> **RAW RECORDS**:
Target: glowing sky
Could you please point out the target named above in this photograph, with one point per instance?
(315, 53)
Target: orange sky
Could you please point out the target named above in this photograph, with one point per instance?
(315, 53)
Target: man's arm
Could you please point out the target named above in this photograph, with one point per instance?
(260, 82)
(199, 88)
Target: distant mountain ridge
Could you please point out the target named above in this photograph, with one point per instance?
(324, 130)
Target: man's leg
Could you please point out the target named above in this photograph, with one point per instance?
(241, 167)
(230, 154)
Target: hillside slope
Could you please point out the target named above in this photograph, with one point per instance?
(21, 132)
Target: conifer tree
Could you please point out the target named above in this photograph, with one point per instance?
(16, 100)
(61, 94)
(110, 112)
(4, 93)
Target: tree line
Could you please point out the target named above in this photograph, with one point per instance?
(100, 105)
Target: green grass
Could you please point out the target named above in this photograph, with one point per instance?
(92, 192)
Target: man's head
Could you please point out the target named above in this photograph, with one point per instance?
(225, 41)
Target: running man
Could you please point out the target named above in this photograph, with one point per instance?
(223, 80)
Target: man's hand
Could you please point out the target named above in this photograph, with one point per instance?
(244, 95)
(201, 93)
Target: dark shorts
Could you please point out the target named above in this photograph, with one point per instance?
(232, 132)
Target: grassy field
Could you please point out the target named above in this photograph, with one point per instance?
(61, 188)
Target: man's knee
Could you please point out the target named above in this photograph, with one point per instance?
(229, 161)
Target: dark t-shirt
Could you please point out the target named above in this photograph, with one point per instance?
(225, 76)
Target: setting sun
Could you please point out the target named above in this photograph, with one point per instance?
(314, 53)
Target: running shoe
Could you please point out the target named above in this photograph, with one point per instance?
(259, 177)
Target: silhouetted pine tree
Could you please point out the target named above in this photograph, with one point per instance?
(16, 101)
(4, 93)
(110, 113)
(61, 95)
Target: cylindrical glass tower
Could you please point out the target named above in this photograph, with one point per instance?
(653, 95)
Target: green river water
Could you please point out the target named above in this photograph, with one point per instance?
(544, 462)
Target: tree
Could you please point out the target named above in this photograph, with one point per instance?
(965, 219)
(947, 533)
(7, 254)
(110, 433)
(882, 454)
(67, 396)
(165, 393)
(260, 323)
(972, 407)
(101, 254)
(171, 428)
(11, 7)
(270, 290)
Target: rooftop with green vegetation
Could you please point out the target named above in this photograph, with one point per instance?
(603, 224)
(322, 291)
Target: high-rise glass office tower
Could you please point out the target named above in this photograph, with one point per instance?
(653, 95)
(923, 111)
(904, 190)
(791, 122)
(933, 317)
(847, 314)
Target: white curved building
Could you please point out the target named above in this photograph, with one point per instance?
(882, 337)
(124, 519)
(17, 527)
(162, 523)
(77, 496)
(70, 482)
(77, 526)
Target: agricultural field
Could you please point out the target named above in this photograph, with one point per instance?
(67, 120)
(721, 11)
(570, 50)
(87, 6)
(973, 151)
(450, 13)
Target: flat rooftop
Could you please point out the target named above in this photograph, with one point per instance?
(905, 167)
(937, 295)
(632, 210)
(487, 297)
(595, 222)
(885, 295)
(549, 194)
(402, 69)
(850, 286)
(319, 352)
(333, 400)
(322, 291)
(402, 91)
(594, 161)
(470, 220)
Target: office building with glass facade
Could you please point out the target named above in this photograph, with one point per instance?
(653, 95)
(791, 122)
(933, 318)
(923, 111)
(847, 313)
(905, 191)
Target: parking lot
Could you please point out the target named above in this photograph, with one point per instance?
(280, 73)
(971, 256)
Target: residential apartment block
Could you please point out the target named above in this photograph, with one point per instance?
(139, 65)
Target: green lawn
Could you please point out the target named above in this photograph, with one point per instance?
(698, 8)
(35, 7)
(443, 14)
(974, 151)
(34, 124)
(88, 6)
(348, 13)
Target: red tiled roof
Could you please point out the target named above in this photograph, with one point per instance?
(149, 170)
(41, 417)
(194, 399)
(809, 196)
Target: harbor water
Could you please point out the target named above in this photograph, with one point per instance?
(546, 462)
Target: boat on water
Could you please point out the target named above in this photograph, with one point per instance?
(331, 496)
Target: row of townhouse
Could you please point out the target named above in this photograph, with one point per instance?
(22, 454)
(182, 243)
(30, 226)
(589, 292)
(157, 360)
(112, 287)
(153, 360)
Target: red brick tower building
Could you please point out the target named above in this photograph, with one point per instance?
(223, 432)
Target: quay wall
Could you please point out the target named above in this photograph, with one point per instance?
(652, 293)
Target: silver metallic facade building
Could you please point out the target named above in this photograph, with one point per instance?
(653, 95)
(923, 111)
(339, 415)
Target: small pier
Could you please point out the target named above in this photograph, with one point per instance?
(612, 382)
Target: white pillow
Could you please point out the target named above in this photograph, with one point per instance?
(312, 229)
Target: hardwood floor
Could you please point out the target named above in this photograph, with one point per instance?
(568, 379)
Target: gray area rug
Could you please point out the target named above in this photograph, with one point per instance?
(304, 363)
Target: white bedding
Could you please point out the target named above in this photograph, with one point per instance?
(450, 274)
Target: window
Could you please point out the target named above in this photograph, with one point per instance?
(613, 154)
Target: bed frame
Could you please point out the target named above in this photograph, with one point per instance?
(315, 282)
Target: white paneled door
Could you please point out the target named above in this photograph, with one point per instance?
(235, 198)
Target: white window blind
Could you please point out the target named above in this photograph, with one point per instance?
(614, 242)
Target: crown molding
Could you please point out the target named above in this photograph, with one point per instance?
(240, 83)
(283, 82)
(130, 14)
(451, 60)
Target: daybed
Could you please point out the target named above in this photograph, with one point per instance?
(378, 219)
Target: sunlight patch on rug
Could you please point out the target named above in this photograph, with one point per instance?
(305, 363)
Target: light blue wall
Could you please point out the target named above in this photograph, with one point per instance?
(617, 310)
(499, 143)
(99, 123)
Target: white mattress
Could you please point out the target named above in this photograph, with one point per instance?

> **TASK REQUIREMENTS**: Return every record above exactly as it appears.

> **RESULT OF THE EXERCISE**:
Target: glowing sky
Could you please point out the target named above in this photograph, with one point per instance?
(315, 53)
Target: orange sky
Could you please point out the target named above in this photograph, with one point per instance?
(315, 53)
Target: man's arm
Could you please point out the target named above in this photograph, with one point per instance?
(260, 82)
(199, 88)
Target: distant mountain ridge
Could you please point out the target named above in this photograph, with one point per instance?
(324, 130)
Target: man's leg
Could you please point out the target named above in this photograph, with one point per instance?
(241, 167)
(230, 154)
Target: hillside slope
Could you please point out the target named above in this photograph, with one point per instance?
(21, 132)
Target: conifer tree
Could you please point out the target named above in this photograph, with one point per instance?
(16, 100)
(61, 94)
(110, 112)
(4, 93)
Target: tree line
Could you please point out the target named above in this photograph, with one point per instance?
(100, 105)
Target: green grass
Could you please point out the target named above in this photograph, with one point per instance?
(92, 192)
Target: man's head
Could you please point out the target named above in this photograph, with one point per instance?
(225, 41)
Target: running man
Could you please point out the target named above in this photograph, with one point per instance?
(223, 80)
Target: man's hand
Could you please point out the target named above in this photograph, with one point per instance?
(244, 95)
(201, 93)
Target: dark shorts
Could you please point out the target named above in this photograph, with one point per instance?
(232, 132)
Target: grassy field
Could you please point out the target named above in this photograph, with one point per instance?
(61, 188)
Target: man's knee
Could you please point out the target named above in this photograph, with one point per instance?
(229, 161)
Target: dark t-shirt
Could you please point out the target named above in this photograph, with one point per instance?
(225, 76)
Target: setting sun
Could you please point out the target named above in this photograph, with one point per instance?
(314, 53)
Target: running shoe
Could you please point out the target named above in this photograph, with one point per instance?
(259, 177)
Target: silhouetted pine tree
Could you please point out the target named above in this photograph, with one point per instance?
(16, 101)
(4, 93)
(110, 113)
(61, 95)
Target: cylindrical glass tower
Could you please point out the target named above in this photograph, with one point per instance?
(653, 95)
Target: green river water
Could you please point out the target named above in this photograph, with one point per instance?
(544, 462)
Target: tree
Could you please point out the target named above in this photograph, with one point per instance?
(965, 219)
(947, 533)
(7, 254)
(110, 433)
(882, 454)
(67, 396)
(165, 393)
(260, 323)
(972, 407)
(101, 254)
(171, 428)
(11, 7)
(270, 290)
Target: rooftop with green vegetation
Could you please point out the target named above in this photograph, with one point per instance?
(603, 224)
(322, 291)
Target: high-rise glass office tower
Could you please point out the target named above in this photograph, with one point per instance?
(653, 95)
(923, 111)
(904, 190)
(791, 122)
(933, 317)
(847, 314)
Target: white curved building
Could you please point out the target named above in this photograph, with one point per instance?
(882, 337)
(124, 519)
(17, 527)
(162, 523)
(77, 496)
(70, 482)
(77, 526)
Target: agricultural field
Could you please point out the target named above in this photograph, with one point per instance?
(67, 120)
(721, 11)
(570, 50)
(87, 6)
(973, 151)
(450, 13)
Target: flat rooftop
Could you please point out the target named above in this photograph, with one point per instance?
(905, 167)
(937, 295)
(632, 210)
(487, 297)
(595, 222)
(885, 295)
(549, 194)
(402, 69)
(850, 286)
(319, 352)
(333, 400)
(322, 291)
(402, 91)
(594, 161)
(470, 220)
Target: office building with glass facade
Could you please point out the target named above in this photograph, with one point per instance?
(653, 95)
(791, 122)
(933, 318)
(923, 111)
(847, 313)
(905, 191)
Target: parking lot
Could you please point out the target named above in this photograph, with one point per instance?
(280, 73)
(971, 256)
Target: residential apartment block
Could you please point out the target named above in this photograph, with one point per instance?
(139, 65)
Target: green lawn
Could you please point out the target named above in this photograph, with one point per instance?
(698, 8)
(35, 7)
(443, 14)
(974, 151)
(34, 124)
(88, 6)
(348, 13)
Target: red tiled roof
Could you please point out the target named above in this photograph, with one point per instance?
(149, 170)
(41, 417)
(194, 399)
(809, 196)
Target: harbor water
Could you please point out the target named above in this photograph, with one point per instance?
(546, 462)
Target: boat on water
Could you please point out the target named above in this photograph, with one point per instance?
(331, 496)
Target: row of townhouse
Could you please point out the target named above in this photograph, with one point per instance?
(22, 454)
(182, 243)
(30, 226)
(589, 292)
(157, 360)
(112, 287)
(153, 360)
Target: red brick tower building
Could you please point out the target named above in this photograph, with one point per instance?
(223, 432)
Target: quay wall
Could you please point out the target named above in this photograph, with one point per instance?
(652, 293)
Target: silver metallic facade building
Could you please point out the target named above in this photograph, with one point per instance?
(653, 95)
(923, 111)
(339, 415)
Target: small pier
Could you please point out the target named above in this photograph, with one point per instance?
(612, 382)
Target: white pillow
Could you please point out the target named above in this photograph, with one point per instance?
(312, 229)
Target: hardwood floor
Could you please point out the target named above in this photograph, with one point per instance?
(568, 379)
Target: gray area rug
Could you please point out the target named above in this photograph, with one point per instance?
(304, 363)
Target: white bedding
Could you please point out the target named above in this photograph, with one point per instance?
(450, 274)
Target: window
Could you please point out the target named above in this photograph, with one point per instance?
(613, 154)
Target: bed frame
Could you please point out the target named above in this photograph, with one point per instance?
(315, 282)
Target: white paneled door
Could you please point out the target named above in this photograph, with one point per instance?
(235, 198)
Target: white window blind
Could you please point out the target named above in this photograph, with one point per instance?
(614, 242)
Target: crown molding
Could you please point out the target named above in this photograph, with one point per instance?
(240, 83)
(283, 82)
(130, 14)
(451, 60)
Target: daybed
Could you please point out the target named above in this photograph, with one point per instance?
(378, 219)
Target: sunlight patch on rug
Could you please point out the target named above in this photograph, with one point per instance?
(305, 363)
Target: light blue wall
Could you please point out the target named above in this photograph, with one point per instance?
(617, 310)
(499, 143)
(99, 123)
Target: white mattress
Could you please point out the target named above in this photograph, with one point per instance?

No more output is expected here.